## Exercise goal
Reproduce precisely the lines of the listing below, starting with the line that contains "Query: boat hull" and stopping after the line that contains "[[586, 629], [863, 158]]"; include nothing else.

## Information
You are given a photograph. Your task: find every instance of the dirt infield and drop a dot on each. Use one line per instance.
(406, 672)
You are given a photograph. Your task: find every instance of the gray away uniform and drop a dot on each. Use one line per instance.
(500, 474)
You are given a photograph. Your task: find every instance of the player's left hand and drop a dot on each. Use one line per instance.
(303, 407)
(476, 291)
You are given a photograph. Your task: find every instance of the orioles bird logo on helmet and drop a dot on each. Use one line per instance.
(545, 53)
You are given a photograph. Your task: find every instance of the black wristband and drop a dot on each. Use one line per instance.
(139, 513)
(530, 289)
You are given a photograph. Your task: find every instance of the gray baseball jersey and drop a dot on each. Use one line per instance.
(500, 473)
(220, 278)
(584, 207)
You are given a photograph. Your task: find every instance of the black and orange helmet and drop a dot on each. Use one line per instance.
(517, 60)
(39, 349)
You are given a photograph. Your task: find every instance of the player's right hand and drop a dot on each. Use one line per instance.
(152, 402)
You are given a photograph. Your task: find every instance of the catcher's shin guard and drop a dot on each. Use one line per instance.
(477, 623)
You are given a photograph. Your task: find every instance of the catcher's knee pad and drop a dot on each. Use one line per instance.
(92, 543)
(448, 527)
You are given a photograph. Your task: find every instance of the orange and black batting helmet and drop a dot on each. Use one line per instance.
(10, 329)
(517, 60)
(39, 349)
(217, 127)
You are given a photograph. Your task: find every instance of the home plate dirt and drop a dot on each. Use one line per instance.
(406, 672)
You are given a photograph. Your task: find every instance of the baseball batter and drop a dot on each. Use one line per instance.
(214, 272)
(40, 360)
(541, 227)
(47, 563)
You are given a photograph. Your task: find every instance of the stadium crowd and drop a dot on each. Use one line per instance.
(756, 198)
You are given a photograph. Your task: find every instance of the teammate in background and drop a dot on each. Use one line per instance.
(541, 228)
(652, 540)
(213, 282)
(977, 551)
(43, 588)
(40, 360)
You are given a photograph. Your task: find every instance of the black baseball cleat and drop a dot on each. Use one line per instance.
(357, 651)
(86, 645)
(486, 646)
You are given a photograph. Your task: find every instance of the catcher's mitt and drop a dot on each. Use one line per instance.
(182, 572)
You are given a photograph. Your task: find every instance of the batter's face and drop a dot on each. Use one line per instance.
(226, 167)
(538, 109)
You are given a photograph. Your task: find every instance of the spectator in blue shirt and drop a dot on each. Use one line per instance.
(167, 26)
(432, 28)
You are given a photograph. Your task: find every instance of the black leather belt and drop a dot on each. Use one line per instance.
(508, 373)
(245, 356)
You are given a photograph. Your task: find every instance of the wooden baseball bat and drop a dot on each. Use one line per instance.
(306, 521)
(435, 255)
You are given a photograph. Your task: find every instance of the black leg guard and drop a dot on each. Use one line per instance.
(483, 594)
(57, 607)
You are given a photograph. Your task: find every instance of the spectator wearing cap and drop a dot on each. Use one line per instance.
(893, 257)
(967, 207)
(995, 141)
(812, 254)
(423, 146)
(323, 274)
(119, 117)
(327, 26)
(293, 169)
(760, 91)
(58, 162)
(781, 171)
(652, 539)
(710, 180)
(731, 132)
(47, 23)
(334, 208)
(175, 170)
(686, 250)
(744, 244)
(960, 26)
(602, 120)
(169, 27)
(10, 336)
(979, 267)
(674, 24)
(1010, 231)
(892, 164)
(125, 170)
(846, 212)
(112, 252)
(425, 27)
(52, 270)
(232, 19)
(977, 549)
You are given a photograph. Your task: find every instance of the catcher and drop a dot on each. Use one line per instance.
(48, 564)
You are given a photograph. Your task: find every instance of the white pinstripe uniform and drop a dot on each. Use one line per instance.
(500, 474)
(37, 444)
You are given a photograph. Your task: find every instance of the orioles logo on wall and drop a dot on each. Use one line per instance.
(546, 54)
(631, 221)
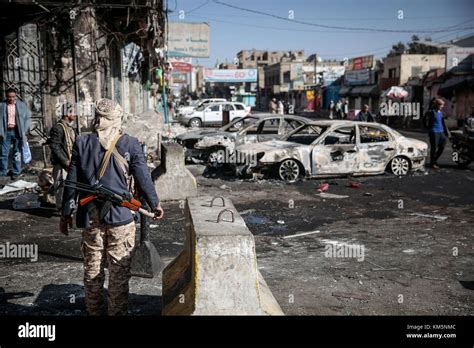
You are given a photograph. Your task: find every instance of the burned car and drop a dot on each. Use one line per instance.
(334, 148)
(208, 145)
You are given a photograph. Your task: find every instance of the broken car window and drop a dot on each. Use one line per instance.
(269, 126)
(306, 135)
(344, 135)
(372, 135)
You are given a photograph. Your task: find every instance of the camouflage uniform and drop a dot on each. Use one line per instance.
(114, 244)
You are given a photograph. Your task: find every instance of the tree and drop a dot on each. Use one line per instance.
(397, 49)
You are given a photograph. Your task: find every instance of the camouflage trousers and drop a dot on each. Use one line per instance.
(114, 244)
(59, 175)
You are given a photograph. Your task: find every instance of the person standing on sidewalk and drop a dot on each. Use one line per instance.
(364, 115)
(62, 138)
(112, 158)
(15, 121)
(437, 131)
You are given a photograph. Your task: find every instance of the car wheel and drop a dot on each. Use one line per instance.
(400, 166)
(460, 160)
(238, 125)
(195, 123)
(289, 170)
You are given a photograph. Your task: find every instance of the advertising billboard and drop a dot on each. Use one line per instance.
(358, 63)
(181, 64)
(358, 77)
(230, 75)
(188, 39)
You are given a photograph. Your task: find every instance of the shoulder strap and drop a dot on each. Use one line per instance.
(106, 158)
(68, 139)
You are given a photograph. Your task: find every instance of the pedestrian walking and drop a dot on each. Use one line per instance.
(15, 122)
(364, 115)
(437, 131)
(61, 141)
(338, 109)
(331, 110)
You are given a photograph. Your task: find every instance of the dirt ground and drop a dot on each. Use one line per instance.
(417, 233)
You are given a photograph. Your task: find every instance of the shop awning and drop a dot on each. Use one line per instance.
(344, 91)
(366, 91)
(456, 82)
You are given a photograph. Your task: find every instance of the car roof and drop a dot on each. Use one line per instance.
(293, 117)
(327, 123)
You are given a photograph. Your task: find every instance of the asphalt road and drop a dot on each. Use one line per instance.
(416, 232)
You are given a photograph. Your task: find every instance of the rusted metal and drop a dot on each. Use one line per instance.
(214, 198)
(225, 211)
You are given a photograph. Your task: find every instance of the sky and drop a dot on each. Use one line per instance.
(232, 30)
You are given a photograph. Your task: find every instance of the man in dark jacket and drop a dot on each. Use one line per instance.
(437, 131)
(62, 138)
(15, 121)
(113, 237)
(364, 115)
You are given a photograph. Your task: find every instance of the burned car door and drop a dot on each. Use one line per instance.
(288, 125)
(376, 148)
(336, 152)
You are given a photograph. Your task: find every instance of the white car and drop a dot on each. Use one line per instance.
(183, 110)
(212, 114)
(335, 148)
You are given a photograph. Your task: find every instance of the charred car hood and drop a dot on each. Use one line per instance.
(273, 145)
(198, 135)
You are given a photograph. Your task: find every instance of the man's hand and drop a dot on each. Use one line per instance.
(158, 212)
(64, 224)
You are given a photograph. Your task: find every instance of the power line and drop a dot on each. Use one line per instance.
(341, 18)
(439, 30)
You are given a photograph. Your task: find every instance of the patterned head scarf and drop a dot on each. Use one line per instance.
(108, 121)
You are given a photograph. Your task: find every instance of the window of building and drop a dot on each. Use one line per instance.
(392, 73)
(416, 70)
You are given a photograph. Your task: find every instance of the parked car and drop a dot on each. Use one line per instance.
(205, 144)
(194, 104)
(334, 148)
(212, 114)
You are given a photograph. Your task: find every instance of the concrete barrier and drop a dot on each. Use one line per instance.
(173, 181)
(216, 273)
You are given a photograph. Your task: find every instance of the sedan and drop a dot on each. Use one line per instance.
(206, 144)
(334, 148)
(212, 114)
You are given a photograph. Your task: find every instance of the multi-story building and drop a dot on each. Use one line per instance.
(399, 69)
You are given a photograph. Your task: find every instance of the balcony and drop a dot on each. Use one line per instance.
(387, 82)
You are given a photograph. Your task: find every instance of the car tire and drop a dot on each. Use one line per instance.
(239, 124)
(400, 166)
(195, 122)
(461, 162)
(289, 170)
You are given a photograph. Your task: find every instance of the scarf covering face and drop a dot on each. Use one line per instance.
(108, 121)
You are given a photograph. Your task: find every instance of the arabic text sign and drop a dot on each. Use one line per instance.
(230, 75)
(365, 62)
(357, 77)
(181, 64)
(456, 56)
(332, 74)
(188, 39)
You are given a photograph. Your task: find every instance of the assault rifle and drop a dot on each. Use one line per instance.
(107, 196)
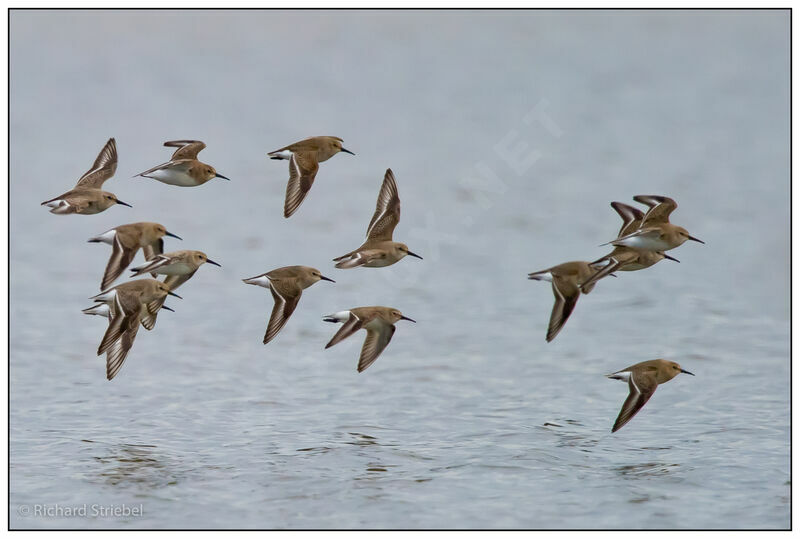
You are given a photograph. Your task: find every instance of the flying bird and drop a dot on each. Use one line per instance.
(86, 198)
(379, 250)
(377, 321)
(304, 159)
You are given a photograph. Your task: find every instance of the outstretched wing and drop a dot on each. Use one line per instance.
(153, 250)
(352, 325)
(641, 388)
(178, 166)
(303, 167)
(103, 168)
(374, 344)
(660, 208)
(387, 210)
(153, 263)
(120, 334)
(631, 217)
(187, 149)
(612, 264)
(285, 304)
(566, 296)
(121, 258)
(174, 281)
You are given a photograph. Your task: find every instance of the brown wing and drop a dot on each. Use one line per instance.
(174, 281)
(641, 388)
(154, 249)
(387, 210)
(566, 296)
(612, 265)
(187, 149)
(180, 165)
(103, 168)
(374, 344)
(303, 167)
(285, 303)
(121, 332)
(660, 208)
(154, 262)
(121, 258)
(650, 233)
(148, 318)
(352, 325)
(631, 217)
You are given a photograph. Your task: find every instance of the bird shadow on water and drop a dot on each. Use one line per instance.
(136, 465)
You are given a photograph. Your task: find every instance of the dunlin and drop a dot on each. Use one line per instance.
(627, 258)
(86, 198)
(287, 285)
(304, 159)
(183, 169)
(126, 241)
(379, 250)
(178, 266)
(643, 379)
(568, 282)
(656, 233)
(129, 304)
(377, 321)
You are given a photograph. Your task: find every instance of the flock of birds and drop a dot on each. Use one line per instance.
(640, 243)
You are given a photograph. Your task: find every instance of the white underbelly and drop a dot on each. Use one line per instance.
(173, 177)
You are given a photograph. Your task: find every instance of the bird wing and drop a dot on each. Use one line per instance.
(631, 217)
(660, 208)
(103, 168)
(187, 149)
(303, 167)
(352, 325)
(121, 332)
(121, 258)
(358, 258)
(612, 265)
(148, 317)
(641, 387)
(179, 165)
(286, 299)
(174, 281)
(652, 234)
(153, 263)
(374, 344)
(387, 210)
(153, 250)
(566, 295)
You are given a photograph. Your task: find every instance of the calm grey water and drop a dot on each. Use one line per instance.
(509, 134)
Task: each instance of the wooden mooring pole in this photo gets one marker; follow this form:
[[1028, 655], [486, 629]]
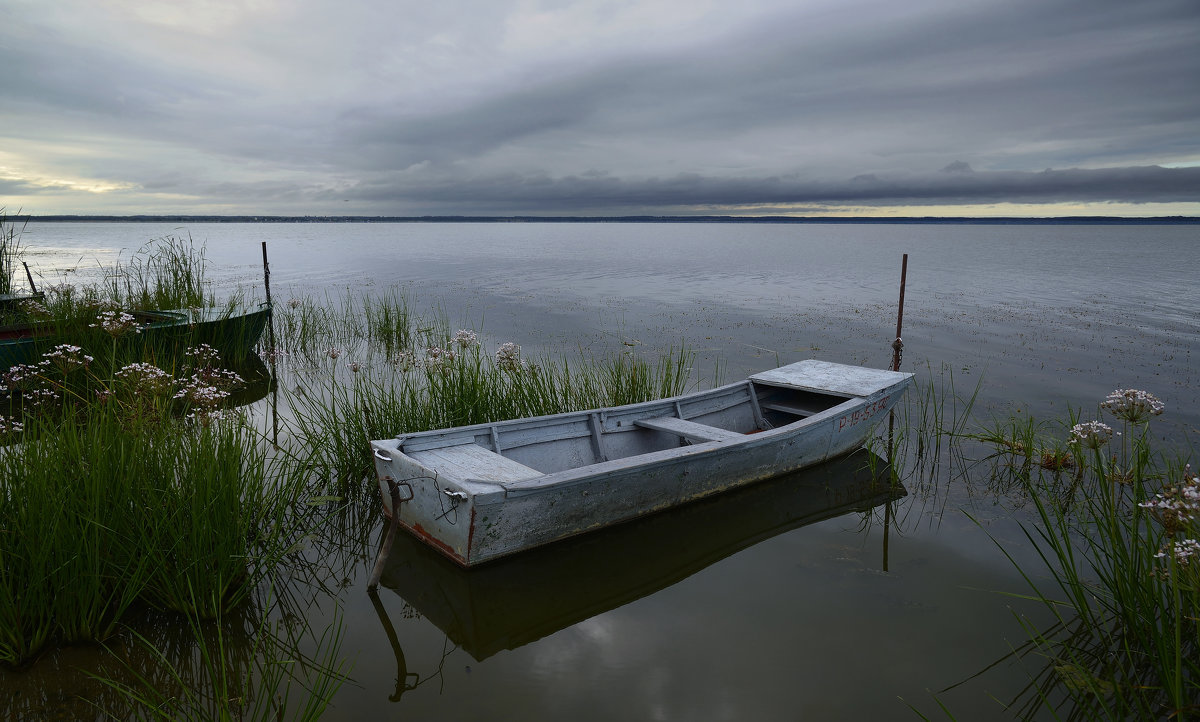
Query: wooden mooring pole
[[270, 350]]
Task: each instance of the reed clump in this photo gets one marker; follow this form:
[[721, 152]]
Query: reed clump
[[131, 488]]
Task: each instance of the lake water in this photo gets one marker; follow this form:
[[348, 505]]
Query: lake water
[[815, 620]]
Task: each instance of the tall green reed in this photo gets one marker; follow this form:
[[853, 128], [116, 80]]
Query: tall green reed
[[220, 679], [1115, 529], [131, 488]]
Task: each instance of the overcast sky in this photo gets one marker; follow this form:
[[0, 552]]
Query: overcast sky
[[667, 107]]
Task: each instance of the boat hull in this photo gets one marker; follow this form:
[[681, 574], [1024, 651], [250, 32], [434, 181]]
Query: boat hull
[[163, 335], [501, 510]]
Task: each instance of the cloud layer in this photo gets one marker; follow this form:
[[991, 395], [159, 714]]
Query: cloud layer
[[598, 107]]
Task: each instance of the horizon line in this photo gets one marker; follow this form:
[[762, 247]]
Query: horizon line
[[629, 218]]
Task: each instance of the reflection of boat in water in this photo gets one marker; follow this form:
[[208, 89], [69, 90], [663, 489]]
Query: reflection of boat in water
[[519, 600]]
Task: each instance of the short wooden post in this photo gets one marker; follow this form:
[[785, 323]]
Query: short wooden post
[[382, 557], [897, 354]]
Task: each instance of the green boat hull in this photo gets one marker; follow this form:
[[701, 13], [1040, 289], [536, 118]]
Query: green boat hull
[[162, 338]]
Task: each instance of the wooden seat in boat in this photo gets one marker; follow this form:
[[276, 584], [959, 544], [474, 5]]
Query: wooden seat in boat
[[472, 461], [688, 429]]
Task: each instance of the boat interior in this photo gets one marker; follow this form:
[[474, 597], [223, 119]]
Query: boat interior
[[521, 450]]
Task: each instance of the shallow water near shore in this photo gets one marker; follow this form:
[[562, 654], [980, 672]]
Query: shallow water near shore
[[815, 620]]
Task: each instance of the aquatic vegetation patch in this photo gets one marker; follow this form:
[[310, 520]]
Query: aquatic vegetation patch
[[1119, 537]]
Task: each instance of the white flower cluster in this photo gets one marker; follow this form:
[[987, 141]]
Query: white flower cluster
[[67, 358], [22, 375], [438, 359], [145, 378], [406, 361], [1132, 404], [508, 356], [466, 338], [1179, 505], [40, 397], [117, 323], [1091, 434]]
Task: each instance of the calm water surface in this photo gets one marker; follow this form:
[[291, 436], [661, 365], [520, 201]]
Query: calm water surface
[[786, 615]]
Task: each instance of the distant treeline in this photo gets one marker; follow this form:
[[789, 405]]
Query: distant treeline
[[1013, 221]]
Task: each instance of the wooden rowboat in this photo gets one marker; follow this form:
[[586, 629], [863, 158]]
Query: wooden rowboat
[[521, 599], [483, 492]]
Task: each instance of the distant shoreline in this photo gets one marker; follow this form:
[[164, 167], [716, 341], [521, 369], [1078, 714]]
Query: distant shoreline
[[838, 220]]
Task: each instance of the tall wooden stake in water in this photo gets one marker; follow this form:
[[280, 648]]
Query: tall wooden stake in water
[[270, 350], [897, 354]]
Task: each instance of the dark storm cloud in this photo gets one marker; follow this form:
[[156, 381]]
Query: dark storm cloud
[[601, 193], [781, 103]]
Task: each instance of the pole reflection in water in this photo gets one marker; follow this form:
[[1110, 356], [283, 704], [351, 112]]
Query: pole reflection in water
[[519, 600]]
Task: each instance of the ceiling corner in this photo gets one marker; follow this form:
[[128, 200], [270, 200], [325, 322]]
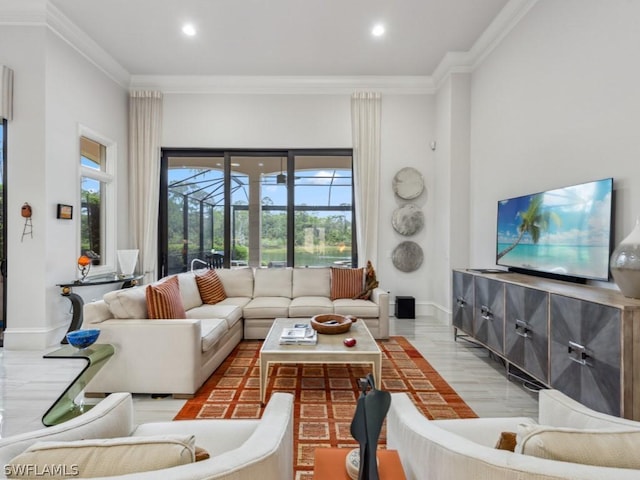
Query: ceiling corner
[[456, 62]]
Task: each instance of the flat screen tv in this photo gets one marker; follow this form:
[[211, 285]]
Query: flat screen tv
[[564, 233]]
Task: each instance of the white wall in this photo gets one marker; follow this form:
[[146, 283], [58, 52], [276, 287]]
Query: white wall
[[557, 103], [56, 89], [319, 121], [449, 245]]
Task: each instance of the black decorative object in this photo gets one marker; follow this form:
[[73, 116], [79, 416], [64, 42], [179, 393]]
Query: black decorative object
[[371, 409]]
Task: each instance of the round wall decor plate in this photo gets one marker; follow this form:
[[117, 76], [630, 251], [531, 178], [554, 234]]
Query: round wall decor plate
[[408, 183], [407, 256], [407, 220]]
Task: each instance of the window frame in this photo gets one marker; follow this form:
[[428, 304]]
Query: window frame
[[228, 154], [107, 178]]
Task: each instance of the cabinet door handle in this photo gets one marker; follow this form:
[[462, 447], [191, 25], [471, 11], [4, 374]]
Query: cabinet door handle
[[486, 313], [577, 353], [522, 328]]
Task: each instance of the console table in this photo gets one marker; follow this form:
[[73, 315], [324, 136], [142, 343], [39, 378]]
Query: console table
[[65, 407], [579, 339], [76, 300]]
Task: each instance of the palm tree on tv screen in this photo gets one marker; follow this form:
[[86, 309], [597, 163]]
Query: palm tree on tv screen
[[534, 221]]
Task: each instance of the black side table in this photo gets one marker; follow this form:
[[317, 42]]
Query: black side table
[[65, 407], [76, 300]]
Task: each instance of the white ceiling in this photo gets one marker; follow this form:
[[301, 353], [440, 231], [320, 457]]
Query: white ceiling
[[281, 37]]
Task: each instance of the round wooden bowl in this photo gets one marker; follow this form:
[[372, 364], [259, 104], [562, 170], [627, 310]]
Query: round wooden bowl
[[331, 323]]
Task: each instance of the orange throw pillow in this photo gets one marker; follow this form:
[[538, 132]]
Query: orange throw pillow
[[210, 287], [164, 300], [346, 282]]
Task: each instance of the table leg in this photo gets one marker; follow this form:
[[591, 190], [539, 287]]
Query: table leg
[[377, 372], [264, 369]]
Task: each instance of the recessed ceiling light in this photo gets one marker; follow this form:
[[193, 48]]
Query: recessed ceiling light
[[189, 30], [378, 30]]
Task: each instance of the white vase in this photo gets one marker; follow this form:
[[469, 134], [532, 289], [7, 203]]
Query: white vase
[[625, 264], [127, 260]]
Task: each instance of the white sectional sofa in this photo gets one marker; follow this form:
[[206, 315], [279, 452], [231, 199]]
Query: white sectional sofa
[[176, 356]]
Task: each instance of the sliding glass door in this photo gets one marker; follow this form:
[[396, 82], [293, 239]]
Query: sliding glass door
[[256, 208]]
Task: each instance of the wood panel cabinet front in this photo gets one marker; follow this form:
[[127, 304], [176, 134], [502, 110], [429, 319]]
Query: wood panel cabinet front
[[488, 325], [586, 352], [462, 316], [527, 330]]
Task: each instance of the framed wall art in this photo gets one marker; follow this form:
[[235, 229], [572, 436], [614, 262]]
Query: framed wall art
[[65, 212]]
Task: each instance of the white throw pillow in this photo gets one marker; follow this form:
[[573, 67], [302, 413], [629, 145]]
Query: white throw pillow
[[102, 457], [606, 448], [127, 303]]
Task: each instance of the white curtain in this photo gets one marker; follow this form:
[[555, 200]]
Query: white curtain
[[365, 126], [145, 129], [6, 93]]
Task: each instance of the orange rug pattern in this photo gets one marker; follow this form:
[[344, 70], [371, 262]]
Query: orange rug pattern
[[325, 395]]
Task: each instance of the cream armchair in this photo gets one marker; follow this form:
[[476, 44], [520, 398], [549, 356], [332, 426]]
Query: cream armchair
[[238, 449]]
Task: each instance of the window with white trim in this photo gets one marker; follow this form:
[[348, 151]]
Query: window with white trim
[[97, 202]]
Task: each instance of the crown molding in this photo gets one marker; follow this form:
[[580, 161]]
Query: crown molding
[[86, 46], [283, 85], [465, 62], [21, 12], [41, 13]]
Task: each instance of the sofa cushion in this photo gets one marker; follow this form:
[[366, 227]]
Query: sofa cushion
[[311, 282], [210, 287], [359, 308], [606, 448], [310, 306], [164, 300], [105, 456], [506, 441], [213, 329], [232, 314], [272, 282], [267, 307], [237, 282], [127, 303], [346, 282], [189, 290]]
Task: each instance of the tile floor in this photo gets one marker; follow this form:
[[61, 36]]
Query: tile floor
[[29, 384]]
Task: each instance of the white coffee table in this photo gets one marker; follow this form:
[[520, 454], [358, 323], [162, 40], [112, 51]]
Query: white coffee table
[[329, 349]]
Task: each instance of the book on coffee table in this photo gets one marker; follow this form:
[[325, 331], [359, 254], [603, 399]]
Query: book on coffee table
[[299, 335]]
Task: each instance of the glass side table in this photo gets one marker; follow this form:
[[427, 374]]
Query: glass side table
[[65, 407]]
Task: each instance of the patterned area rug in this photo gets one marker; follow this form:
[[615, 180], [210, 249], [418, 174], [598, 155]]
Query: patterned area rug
[[325, 395]]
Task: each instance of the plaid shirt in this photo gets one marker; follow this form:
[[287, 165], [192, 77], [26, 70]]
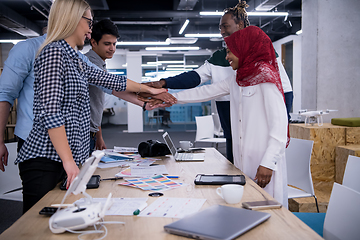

## Exercise result
Query: boat hull
[[163, 335], [501, 510]]
Task: each instance of the cloud layer in this photo gets one marker; follow this form:
[[991, 395], [159, 714]]
Query: cloud layer
[[598, 107]]
Task: each instance of the horizon line in this photo gets one marker; follow this form:
[[762, 247]]
Query: horizon line
[[629, 218]]
Task: each instance of the reflection of boat in water in this photo gets one marker; follow this form:
[[208, 89], [69, 90], [663, 489]]
Query: reflection of boat in water
[[519, 600]]
Task: each instance of the short wooden post in this photo gets one marker; follow this form:
[[785, 323]]
Query: short wooden post
[[382, 557], [897, 354]]
Task: each instance of the green boat hull in this photo gets one marker; follow this form:
[[701, 13], [1040, 289], [536, 118]]
Query: green boat hull
[[162, 338]]
Task: each instance of the wooden seat in boat in this photo gets one marker; follow this form:
[[276, 584], [959, 544], [474, 5]]
Query: wooden seat in boat
[[472, 461], [688, 429]]
Task: each instance of the boat interior in this photo gets one marker; follow this form:
[[474, 597], [223, 119]]
Query: boat interior
[[521, 450]]
Task: each instance of the shallow water near shore in this photo gets one marker; follow this form:
[[562, 654], [980, 672]]
Query: shallow water near shore
[[815, 620]]
Task: each instance of the aquatic vegetation patch in this photo gets one marker; follow this form:
[[310, 520]]
Query: aquatic vegetation patch
[[1119, 537]]
Task: each instance of the white flower cluster in this photo gets one marker; follow this form:
[[987, 141]]
Query: white flower cluster
[[67, 358], [22, 375], [438, 359], [145, 378], [406, 361], [1132, 404], [508, 356], [466, 338], [1179, 505], [40, 397], [117, 323], [1091, 434]]
Task: each instance of the calm water surface in this photo gets one marker; follow this form:
[[291, 436], [661, 365], [520, 201]]
Query: calm water surface
[[786, 615]]
Task: each instance of the distant treeline in this photo gets one marker; follow this form:
[[789, 405]]
Query: distant treeline
[[1013, 221]]
Task: each instance of the wooden rowboat in this photo gets one marker; follow this form:
[[586, 629], [863, 158]]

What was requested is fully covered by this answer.